━━━━━ SELECTED EXCERPT ━━━━━

A BODYBUILDER died from an accidental heroin overdose, two months after he was diagnosed HIV positive, an inquest heard yesterday.

Michael Freeman, 34, was found dead in his Kirkstall Close, Toothill flat on June 10 last year, after police officers concerned for his welfare broke in.

Salisbury Coroner’s Court heard Mr Freeman had a history of depression and social anxiety and was in the care of mental health services at the time of his death.

He had started smoking heroin in his youth and was on drugs prescribed by mental health services for withdrawal symptoms. The alarm was raised when Mr Freeman did not go to collect his prescribed drugs.

Drug paraphernalia was found at the scene but no suicide note.

A post mortem confirmed Michael had died of acute opioid toxicity with large amounts of morphine found in his blood.

In her statement, Michael’s heartbroken mother Gillian Freeman said the father-of-two had appeared unwell days before his death.

“When I saw him with his daughter, he didn’t look well, he was very thirsty, drinking lots of water and squash and saying his stomach hurt,” she said.

In April 2015, Mr Freeman had received the devastating news that he was HIV positive. It was heard after his diagnosis and the break-down of a five-year relationship that “things started to go downhill for Michael”.

“All his problems started after he was kicked out of school, before that his attendance was perfect,” Gillian said.

━━━━━ RECORDS ━━━━━

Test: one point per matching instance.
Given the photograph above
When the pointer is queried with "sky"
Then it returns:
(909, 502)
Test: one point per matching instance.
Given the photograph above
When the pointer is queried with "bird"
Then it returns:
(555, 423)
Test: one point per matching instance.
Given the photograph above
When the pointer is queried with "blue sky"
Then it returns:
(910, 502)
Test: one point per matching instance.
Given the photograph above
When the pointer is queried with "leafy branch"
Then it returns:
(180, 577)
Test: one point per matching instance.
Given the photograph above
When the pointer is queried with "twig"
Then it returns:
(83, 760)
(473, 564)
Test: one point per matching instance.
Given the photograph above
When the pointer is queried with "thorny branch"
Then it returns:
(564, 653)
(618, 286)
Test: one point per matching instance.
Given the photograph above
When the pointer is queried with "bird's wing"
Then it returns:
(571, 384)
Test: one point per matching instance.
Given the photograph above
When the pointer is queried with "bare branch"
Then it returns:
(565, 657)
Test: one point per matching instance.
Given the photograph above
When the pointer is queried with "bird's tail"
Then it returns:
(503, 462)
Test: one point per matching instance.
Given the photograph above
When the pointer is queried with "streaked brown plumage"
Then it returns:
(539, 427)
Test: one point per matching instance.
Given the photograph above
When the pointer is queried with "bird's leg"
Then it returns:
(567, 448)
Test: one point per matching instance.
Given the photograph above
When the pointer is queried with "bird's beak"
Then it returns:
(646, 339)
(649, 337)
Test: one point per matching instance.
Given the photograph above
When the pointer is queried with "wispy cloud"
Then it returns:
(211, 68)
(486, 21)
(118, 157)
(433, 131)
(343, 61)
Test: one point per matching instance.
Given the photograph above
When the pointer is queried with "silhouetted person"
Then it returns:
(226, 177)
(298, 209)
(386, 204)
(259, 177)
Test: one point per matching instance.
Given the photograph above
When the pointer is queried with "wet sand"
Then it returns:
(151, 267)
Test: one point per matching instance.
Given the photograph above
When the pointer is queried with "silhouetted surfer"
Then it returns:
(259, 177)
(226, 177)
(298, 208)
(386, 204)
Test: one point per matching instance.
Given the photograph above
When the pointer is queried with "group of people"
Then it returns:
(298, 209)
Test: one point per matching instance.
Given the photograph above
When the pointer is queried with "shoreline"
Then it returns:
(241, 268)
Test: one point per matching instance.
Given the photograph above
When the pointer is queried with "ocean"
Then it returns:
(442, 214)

━━━━━

EXERCISES -
a. List every place name that appears in the inquest report.
b. Rewrite the paragraph of the inquest report beginning "In April 2015" as one shorter sentence.
You will not need the data above.

SOLUTIONS -
a. Kirkstall Close, Toothill, Salisbury Coroner's Court

b. In April 2015 Mr Freeman learned he was HIV positive, and the inquest heard that things started to go downhill for him after that diagnosis and the end of a five-year relationship.